Eclipse Shadow Problems
Total Solar Umbra vs Total Lunar Umbra: There's A Difference
The darkest part of Earth's shadow, its umbra, falls on the face of the Moon during a total lunar eclipse. The much larger Earth with its much larger shadow, has a large umbra that completely covers the Moon. Despite this fact, the Moon never disappears during a total lunar eclipse. The explanation is that the Earth's atmosphere (on its night side) refracts light onto the Moon and this makes the Moon look red. During the total solar eclipse, the Moon's much smaller shadow umbra is able to cause the sky to darken as if it was twilight. The much smaller lunar umbra is able to cause a dark spot on the Earth during the day. If you are in the path of the total solar eclipse, you are supposed to be able to witness it getting dark out, so dark you can see stars. There seems to be a problem. Wouldn't all the bright atmosphere of the Earth refract light in the same manner we are told it does during a total lunar eclipse? If the Moon's shadow was hitting Earth surface in the manner described wouldn't we expect a much more intense refracted light effect and would we not expect that the sky would still be somewhat bright and not dark?
If ambient light from Earth's unlit side can illuminate the Moon surface during total lunar eclipse, despite Earth's much larger shadow umbra. Why then does none of the ambient light from the bright day side effect the total solar eclipse? Should we really expect the Moon to blot sunlight from the sky, (along the path of total eclipse viewing) as described? One would think the much smaller lunar shadow should not be able to achieve the feat of a total solar eclipse.
"The antumbra is the lighter part of a shadow that forms at a certain distance from the object casting the shadow. It is involved in annular solar eclipses and planet ..."
Earth's Umbra vs The Moon's Umbra
"For a lunar eclipse to occur, the Sun, Earth and Moon must be roughly aligned in a straight line. If the Sun, Earth and Moon do not align, Earth cannot cast a shadow on the Moon's surface and an eclipse cannot happen.

Data excerpt
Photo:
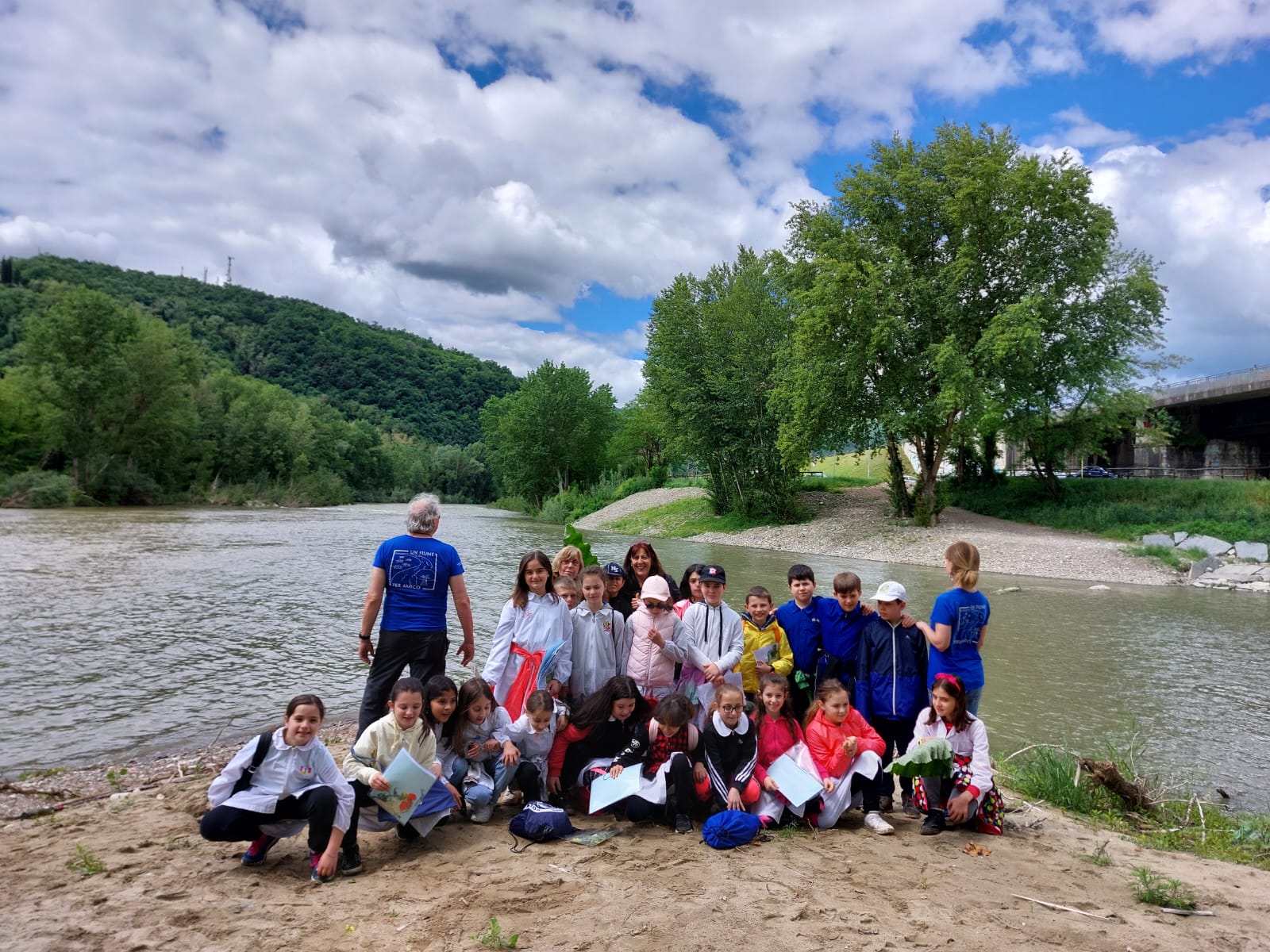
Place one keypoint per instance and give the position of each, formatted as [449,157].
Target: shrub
[37,489]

To-do list
1. Decide whether each statement below agrees with the text on eclipse shadows, answering yes or no and quoting the deciding words from that text. (a) The text states that the Moon disappears completely during a total lunar eclipse. (b) The text credits Earth's atmosphere with making the Moon look red during a total lunar eclipse. (c) The text describes the antumbra as the darkest part of a shadow.
2. Proceed with the text on eclipse shadows, picking up after its last sentence.

Answers to the problems
1.
(a) No: "the Moon never disappears during a total lunar eclipse."
(b) Yes: "the Earth's atmosphere (on its night side) refracts light onto the Moon and this makes the Moon look red."
(c) No: "The antumbra is the lighter part of a shadow that forms at a certain distance from the object casting the shadow."

2.
When the Sun, Earth and Moon are not perfectly aligned, only the outer part of Earth's shadow covers the Moon. Such an eclipse is called a penumbral lunar eclipse. In a Total Lunar Eclipse, Earth's umbra completely covers the Moon. Earth's umbra is about 870,000 miles (1.4 million km) wide."
"The Moon Looks Red
Even though Earth completely blocks sunlight from directly reaching the surface of the Moon, the Moon is still visible to the naked eye during a Total Lunar Eclipse. This is because Earth's atmosphere refracts sunlight and indirectly lights up the Moon's surface.
Earth's atmosphere removes or blocks parts of the sunlight's spectrum leaving only the longer wavelengths. Because of this, a totally eclipsed Moon usually looks red."
Earth Has Big Umbra
"The Earth's umbra is ~1.4 Million km long: About 3.7x the mean Earth-Moon distance. Umbra's width is 9000 km at the distance of the Moon, or ~2.6x the Moon's diameter."
"Solar eclipse 2017 arrives on August 21. What should you expect? How dark is it going to get?"
"That depends on where you live, of course, but here are some rules of thumb. According to Great American Eclipse, “It is a scene of unimaginable beauty; the Moon completely blocks the Sun, daytime becomes a deep twilight, and the Sun’s corona shimmers in the darkened sky.”
The states experiencing a total eclipse will undergo several minutes of darkness. “When the moon blots out the sun during Monday’s total solar eclipse..states in its path of totality, from Oregon to South Carolina, will be plunged into darkness for a few minutes,” The Los Angeles Times reports. It will be brief. “Totality lasts less than three minutes,” according to Science Alert.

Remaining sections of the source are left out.